▶ **Your objective**: Could you lay out the lines below as a numbered list, with blank lines dropped and the pictures left out?

>> BEGIN Data to process

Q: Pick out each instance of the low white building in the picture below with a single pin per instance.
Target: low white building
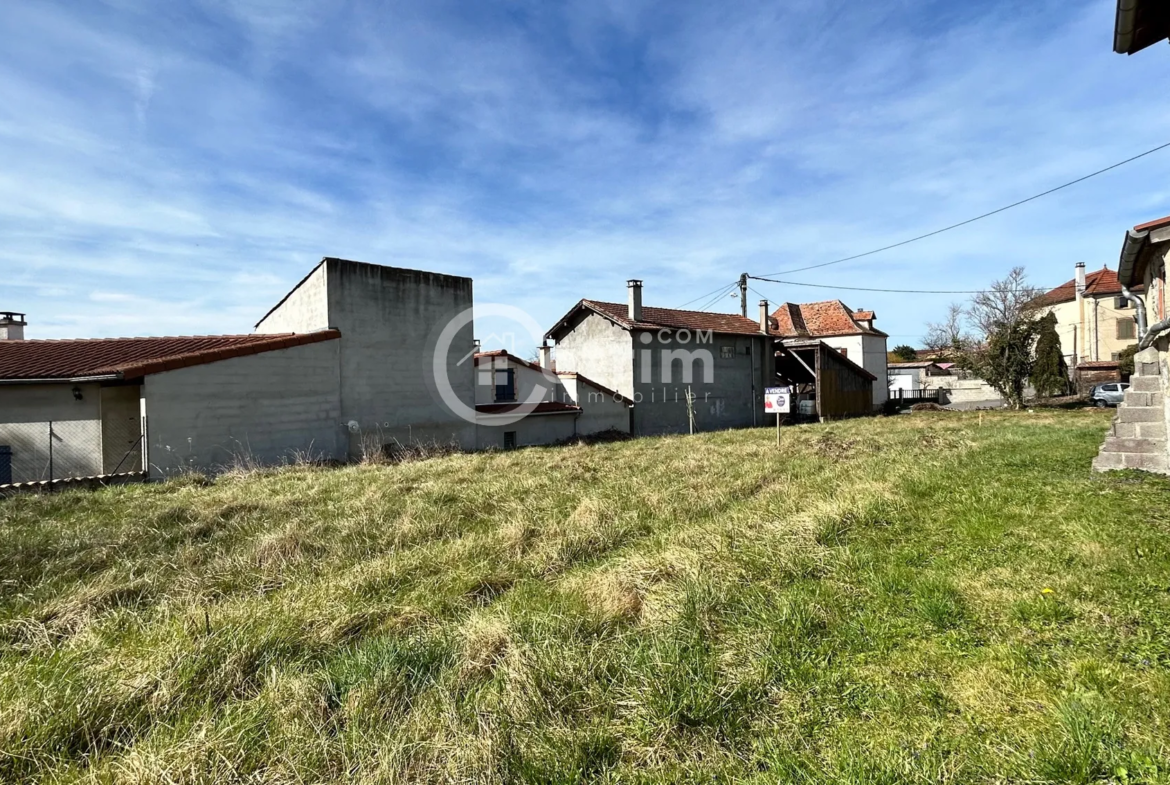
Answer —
(521, 404)
(852, 334)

>> END Data to process

▶ **Response below**:
1. Q: Pick out each instance of the low white building in the picture below with a single pin per instance.
2. Target: low white building
3. Answer —
4. (521, 404)
5. (852, 334)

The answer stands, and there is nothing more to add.